EXCERPT PROVIDED |
Great Composer Pilgrimage Part 2—Dvorak-Wagner-Schumann-Mendelssohn

We, the LA Youth Orchestra, finished our composer journey with the Dvorak Museum in Prague. I then continued on myself to Zürich, Switzerland to visit my friend Charla Hofstetter. Charla is a fine accompanist who was my classmate at UCLA years ago in Elaine Barkin’s two year music theory course. Charla knew my keen interest to visit composer sites. In Switzerland, she took me to two different Wagner homes and a Brahms monument. Then we both traveled to Leipzig to visit Mendelssohn and Schumann’s houses, and, ultimately, the St. Thomas Church and Bach Museum, my shovel for digging up a Bach cantata at the ready…

Dvorak Museum, Prague

Dvorak Museum, Prague

Dvorak Museum in Prague
The first thing our tour guide told us about Antonin Dvorak was that for the Czech people, Dvorak is always the second composer. Bedrich Smetana is the first. I gathered from the guide’s introduction that Dvorak was a distant second. :) This is a holdover from both nationalist fervor and recent Communist times. Dvorak, you see, visited the evil imperialists of America to make money. Worse, he composed the New World Symphony. So for many in the Czech Republic, he sold out— he was no patriot. Amazing how you could underplay one of the greatest symphonists and chamber music composers. Meanwhile, Smetana, while certainly a major composer, is not on the order of Dvorak, and much of his music remains unknown to the rest of the world.

The museum displayed Dvorak’s elegant writing desk, his piano, his viola, his business card (!), and many beautiful manuscripts and letters. It emphasized his vocal music (which we rarely hear) and his trip to America with the “uproar” at his assertion that the future of American music was with the melodies of blacks and Native Americans. No mention of his chamber music, other than that he played viola. How odd. Chamber aficionados adore Dvorak and I’m sure not a day goes by on planet Earth where one of his chamber works is not being played. From this museum, you wouldn’t know he ever had written more than vocal music and symphonies. So is Dvorak viewed with tinges from the Cold War perspective.

Dvorak's writing desk

Dvorak's writing desk

New York sketchbook

New York sketchbook

Dvorak's business card!

Dvorak's business card!

Dvorak's piano

Dvorak's piano

Dvorak in 1896

Dvorak in 1896

Letter from Edward Hanslick to Dvorak letting him know that he won a scholarship from Germany and that Brahms was especially impressed with his work. This was to be Dvorak's big break.

Letter from Edward Hanslick to Dvorak letting him know that he won a scholarship from Germany and that Brahms was especially impressed with his work. This was to be Dvorak's big break.

TASK STATEMENT | Copy everything from "The museum displayed Dvorak’s" down to "Cold War perspective." in the composer pilgrimage post, changing "business card" to "calling card".

RECORD EXTRACTS |
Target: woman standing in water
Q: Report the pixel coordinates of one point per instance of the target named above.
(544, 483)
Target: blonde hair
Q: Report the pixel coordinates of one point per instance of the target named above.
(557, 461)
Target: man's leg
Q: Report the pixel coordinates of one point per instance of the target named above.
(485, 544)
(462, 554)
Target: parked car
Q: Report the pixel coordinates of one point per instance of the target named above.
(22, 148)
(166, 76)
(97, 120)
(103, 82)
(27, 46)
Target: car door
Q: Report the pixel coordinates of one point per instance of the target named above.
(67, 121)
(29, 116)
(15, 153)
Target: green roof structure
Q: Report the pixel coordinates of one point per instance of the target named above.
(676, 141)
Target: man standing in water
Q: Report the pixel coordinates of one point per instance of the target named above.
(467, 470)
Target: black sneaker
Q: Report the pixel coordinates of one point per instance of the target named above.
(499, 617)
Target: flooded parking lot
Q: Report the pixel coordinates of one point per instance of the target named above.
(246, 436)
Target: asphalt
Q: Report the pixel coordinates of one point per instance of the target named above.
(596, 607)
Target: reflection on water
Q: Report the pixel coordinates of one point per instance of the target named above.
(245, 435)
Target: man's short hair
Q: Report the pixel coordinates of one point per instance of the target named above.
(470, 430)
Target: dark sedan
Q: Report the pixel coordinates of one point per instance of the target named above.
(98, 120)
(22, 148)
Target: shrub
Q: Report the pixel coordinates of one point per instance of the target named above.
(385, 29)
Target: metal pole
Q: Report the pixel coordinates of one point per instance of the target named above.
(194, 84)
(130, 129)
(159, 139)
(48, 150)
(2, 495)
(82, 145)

THE SOLUTION |
The museum displayed Dvorak’s elegant writing desk, his piano, his viola, his calling card (!), and many beautiful manuscripts and letters. It emphasized his vocal music (which we rarely hear) and his trip to America with the “uproar” at his assertion that the future of American music was with the melodies of blacks and Native Americans. No mention of his chamber music, other than that he played viola. How odd. Chamber aficionados adore Dvorak and I’m sure not a day goes by on planet Earth where one of his chamber works is not being played. From this museum, you wouldn’t know he ever had written more than vocal music and symphonies. So is Dvorak viewed with tinges from the Cold War perspective.